◆ **TASK INSTRUCTIONS**:
Copy every line from the records that holds the word "glove".
Start of Block
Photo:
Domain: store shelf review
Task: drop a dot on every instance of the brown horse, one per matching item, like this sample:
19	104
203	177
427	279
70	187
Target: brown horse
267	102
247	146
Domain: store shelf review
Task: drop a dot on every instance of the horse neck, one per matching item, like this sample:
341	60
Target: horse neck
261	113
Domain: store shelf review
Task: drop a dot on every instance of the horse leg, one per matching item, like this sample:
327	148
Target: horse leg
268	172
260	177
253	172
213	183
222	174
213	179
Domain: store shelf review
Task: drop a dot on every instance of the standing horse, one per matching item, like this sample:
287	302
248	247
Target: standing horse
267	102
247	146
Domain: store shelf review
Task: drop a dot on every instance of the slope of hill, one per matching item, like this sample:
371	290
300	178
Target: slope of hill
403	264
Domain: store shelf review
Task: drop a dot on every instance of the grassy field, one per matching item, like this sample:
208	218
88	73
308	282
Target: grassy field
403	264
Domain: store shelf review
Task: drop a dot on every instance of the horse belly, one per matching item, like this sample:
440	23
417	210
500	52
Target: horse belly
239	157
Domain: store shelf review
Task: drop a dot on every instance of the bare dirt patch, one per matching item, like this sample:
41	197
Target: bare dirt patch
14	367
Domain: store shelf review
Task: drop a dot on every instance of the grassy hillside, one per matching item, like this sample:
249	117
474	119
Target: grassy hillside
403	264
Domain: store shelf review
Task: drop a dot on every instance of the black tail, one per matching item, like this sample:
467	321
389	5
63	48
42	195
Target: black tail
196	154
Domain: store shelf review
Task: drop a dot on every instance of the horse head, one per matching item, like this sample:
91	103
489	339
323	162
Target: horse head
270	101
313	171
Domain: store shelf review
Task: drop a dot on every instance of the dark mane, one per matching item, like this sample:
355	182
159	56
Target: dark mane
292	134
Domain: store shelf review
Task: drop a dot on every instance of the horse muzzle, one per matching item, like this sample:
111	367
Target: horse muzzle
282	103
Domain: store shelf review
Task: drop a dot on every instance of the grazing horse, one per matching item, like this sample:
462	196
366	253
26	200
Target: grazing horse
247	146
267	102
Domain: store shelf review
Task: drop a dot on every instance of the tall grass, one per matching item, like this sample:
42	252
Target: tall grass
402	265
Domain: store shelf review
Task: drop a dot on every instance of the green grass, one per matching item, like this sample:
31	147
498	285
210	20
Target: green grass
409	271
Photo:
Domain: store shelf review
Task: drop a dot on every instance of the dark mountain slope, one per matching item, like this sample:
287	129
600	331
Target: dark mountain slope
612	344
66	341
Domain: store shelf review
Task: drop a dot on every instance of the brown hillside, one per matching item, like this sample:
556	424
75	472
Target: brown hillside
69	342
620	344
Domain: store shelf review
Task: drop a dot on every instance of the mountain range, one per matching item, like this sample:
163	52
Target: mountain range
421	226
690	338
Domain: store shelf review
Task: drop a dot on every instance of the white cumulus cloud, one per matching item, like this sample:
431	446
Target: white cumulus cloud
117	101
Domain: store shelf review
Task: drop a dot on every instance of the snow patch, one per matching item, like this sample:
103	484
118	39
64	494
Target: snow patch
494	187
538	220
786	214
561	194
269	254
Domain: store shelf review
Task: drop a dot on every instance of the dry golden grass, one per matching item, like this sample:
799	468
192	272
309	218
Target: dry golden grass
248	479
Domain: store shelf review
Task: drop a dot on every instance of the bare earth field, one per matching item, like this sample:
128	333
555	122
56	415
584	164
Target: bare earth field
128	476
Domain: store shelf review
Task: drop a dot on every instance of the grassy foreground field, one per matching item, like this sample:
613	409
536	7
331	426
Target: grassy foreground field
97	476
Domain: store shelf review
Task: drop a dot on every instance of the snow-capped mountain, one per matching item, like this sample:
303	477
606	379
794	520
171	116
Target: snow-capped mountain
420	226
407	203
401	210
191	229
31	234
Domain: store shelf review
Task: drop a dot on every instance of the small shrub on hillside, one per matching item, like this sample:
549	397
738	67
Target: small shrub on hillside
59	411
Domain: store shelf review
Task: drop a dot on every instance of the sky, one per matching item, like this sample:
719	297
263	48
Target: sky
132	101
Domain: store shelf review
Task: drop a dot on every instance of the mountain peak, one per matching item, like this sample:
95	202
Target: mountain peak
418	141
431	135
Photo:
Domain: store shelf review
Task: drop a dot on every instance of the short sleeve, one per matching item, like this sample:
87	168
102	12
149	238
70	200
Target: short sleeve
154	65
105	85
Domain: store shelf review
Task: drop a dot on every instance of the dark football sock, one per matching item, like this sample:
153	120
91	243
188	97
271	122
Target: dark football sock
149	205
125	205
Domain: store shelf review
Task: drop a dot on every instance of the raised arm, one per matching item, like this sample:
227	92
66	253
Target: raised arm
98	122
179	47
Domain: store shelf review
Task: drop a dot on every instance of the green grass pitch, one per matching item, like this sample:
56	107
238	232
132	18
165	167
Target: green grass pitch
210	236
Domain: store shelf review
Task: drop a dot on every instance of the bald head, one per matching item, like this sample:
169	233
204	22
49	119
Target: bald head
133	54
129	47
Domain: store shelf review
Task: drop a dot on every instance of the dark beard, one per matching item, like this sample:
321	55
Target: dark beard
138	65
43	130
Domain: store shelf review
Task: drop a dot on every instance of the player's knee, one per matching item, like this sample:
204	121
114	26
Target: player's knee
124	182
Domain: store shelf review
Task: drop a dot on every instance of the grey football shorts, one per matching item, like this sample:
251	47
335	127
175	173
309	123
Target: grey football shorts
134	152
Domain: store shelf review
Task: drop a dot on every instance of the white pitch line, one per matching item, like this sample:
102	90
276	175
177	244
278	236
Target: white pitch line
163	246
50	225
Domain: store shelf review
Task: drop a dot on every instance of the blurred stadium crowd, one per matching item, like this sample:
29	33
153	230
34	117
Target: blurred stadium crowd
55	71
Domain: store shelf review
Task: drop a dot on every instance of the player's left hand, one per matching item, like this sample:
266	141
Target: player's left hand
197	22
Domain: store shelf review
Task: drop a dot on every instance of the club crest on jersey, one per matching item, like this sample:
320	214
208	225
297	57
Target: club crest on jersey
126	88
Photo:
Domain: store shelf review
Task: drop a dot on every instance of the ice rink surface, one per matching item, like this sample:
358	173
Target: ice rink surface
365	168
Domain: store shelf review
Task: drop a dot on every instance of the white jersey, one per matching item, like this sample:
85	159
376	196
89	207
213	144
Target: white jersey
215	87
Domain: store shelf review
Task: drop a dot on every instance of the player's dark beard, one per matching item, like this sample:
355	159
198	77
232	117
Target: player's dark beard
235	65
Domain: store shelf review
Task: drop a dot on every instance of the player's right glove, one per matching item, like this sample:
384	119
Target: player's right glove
End of Block
◆ **RESULT FOR THIS EXERCISE**:
Task: drop a dot on every instance of the player's right glove, one per matching item, like this sample:
Target: player's right glove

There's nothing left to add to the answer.